(INPUT MATERIAL)

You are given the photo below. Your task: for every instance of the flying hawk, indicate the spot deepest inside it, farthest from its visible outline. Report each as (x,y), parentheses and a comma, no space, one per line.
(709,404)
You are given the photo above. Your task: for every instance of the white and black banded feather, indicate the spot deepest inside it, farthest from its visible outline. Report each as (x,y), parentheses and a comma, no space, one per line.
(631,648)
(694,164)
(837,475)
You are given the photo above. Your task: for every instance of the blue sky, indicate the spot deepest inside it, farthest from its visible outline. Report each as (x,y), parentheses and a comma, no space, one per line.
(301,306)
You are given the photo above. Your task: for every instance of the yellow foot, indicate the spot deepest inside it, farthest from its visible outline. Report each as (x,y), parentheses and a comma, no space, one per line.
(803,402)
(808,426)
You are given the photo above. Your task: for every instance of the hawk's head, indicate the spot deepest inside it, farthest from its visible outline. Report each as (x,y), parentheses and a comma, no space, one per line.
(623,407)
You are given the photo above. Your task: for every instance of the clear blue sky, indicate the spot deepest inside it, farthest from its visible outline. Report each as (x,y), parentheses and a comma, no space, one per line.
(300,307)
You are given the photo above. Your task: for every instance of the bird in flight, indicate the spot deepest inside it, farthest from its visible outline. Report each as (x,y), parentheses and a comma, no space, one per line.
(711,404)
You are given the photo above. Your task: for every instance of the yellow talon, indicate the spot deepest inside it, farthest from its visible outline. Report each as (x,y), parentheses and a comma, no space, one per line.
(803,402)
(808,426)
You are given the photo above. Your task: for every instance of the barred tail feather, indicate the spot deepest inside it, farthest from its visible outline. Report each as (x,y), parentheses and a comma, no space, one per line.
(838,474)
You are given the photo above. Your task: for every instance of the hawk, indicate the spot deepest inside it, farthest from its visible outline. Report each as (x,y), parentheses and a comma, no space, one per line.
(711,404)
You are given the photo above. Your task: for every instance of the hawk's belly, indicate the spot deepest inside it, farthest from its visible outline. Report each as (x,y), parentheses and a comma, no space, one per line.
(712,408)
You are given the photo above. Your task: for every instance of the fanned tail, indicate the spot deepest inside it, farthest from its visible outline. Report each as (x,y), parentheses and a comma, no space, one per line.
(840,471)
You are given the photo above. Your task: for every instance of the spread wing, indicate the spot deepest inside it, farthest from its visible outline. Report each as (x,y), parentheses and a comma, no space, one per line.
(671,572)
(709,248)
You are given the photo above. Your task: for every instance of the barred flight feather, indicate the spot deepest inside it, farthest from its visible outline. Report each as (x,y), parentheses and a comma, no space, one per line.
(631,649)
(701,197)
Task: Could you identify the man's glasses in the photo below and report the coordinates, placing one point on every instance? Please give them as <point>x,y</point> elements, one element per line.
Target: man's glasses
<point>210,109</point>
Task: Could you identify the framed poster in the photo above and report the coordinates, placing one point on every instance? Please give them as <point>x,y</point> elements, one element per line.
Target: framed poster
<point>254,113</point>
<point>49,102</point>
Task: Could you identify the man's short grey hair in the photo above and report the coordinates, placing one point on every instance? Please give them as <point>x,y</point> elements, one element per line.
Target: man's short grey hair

(End INPUT MATERIAL)

* _PROBLEM REQUIREMENTS_: Wherever "hair" occurs in the records above, copy the line it sits in.

* _SOLUTION TO THE EXERCISE_:
Task: Could you identify the man's short grey hair in the photo above and report the coordinates, placing one point on every instance? Please give them as <point>x,y</point> elements, one element per line.
Target: man's short grey hair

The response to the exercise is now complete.